Problem 1
Write down the part of the spinal fusion passage from "The fusion of" up to and including "in those areas.", word for word.
Problem 2
Answer these from the spinal fusion passage:
(a) In what share of cases do serious complications occur?
(b) In roughly what percentage of cases does the bone fail to fuse?
(c) What success rate do studies of spinal fusion typically report?

Source extract

As with any surgery, spinal fusion poses a variety of risks. Serious back surgery complications are rare however, and there are many ways to mitigate risk and improve surgical outcome. Differences do exist between spine surgery centres and hospitals and patients are encouraged to do their due diligence and check infection rates and complication rates before choosing a facility at which to have their procedure. Serious complications occur in less than 1% of cases and can include:

  • Infection
  • Bleeding
  • Anesthetic problems

Other risks of surgery to fuse the spine include:

  • Urinary difficulties
  • Absent or decreased intestinal function
  • Graft rejection or pseudoarthrosis
  • Hardware failure
  • Nerve trauma, dural tear, and cerebrospinal fluid leak or infection

One key risk of spinal fusion surgery is simply that the bone will not fuse. This happens in some five to ten percent of cases and is more likely in those who smoke, are obese, or have undergone radiation therapy for cancer. The biggest risk of spinal fusion however, is that the surgery fails to relieve symptoms such as back pain, sciatica, paraesthesia and so on. Some twenty percent of those undergoing fusion continue to have lower back pain symptoms and this is most likely where multiple spinal levels are fused.

The fusion of multiple vertebra can cause the spine to become too rigid which may create its own type of pain. In addition, removal of discs and fusion of the spine can shift stress to the adjacent segments (i.e. those above and below the site of fusion), causing more rapid degeneration of tissues in those areas.

Spinal Fusion Success Rate

Several studies have been carried out to determine the success rate of spinal fusion, with around 90% success typically reported. All this means, however, is that the bone fuses in 90% of cases, not that symptoms are resolved adequately. There is rarely a 90% success rate for pain relief or improved mobility and function. In many cases the road to recovery after spinal fusion is long and arduous, involving careful attention to exercise, diet, and lifestyle to facilitate a good outcome.

It can take weeks, months, or even a year or more to recover from spinal fusion. The more involved the surgery the longer it can take to heal. Those in good general health who don’t smoke, are not obese, and who follow post-surgical guidelines closely will usually do well and recover quickly. It is important not to rush recovery after spinal fusion as shocks to the spine can jolt the graft before it has properly fused. This can be difficult to remember when the initial pain subsides after surgery and patients experience relief from chronic back pain due to the decompression of spinal nerves.

Typically, pain subsides within a few weeks or months of surgery, and mobility and strength are regained over the course of the first year after surgery. A well maintaned physical rehabilitation schedule and good nutrition, as recommended by a physician, greatly increase success rates and can expedite healing.

Successful spinal fusion helps to stabilize and support the spine but does not allow for the natural movement that takes place between unfused vertebra. As such, anyone considering spinal fusion should understand their options for more minimally invasive procedures and appreciate the risks involved before undergoing this type of surgery for spinal stenosis and back pain.

Region pointing data:
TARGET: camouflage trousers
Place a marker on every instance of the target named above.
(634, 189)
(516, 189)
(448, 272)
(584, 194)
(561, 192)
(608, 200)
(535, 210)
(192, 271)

Task result 1
The fusion of multiple vertebra can cause the spine to become too rigid which may create its own type of pain. In addition, removal of discs and fusion of the spine can shift stress to the adjacent segments (i.e. those above and below the site of fusion), causing more rapid degeneration of tissues in those areas.

Task result 2
(a) Less than 1% of cases.
(b) Some five to ten percent of cases.
(c) Around 90%.